— Start of Input rows —
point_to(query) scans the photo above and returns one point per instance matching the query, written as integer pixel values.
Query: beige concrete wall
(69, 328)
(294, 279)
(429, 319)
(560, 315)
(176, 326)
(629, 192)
— End of Input rows —
To do: Render the lines of all the items above as a JSON list of strings, one string per line, with blank lines left out.

Complete answer:
[
  "point_to(query) scans the photo above and returns one point per instance matching the query, written as integer pixel values.",
  "Query: beige concrete wall",
  "(69, 328)",
  "(294, 279)",
  "(429, 319)",
  "(560, 315)",
  "(176, 326)",
  "(629, 192)"
]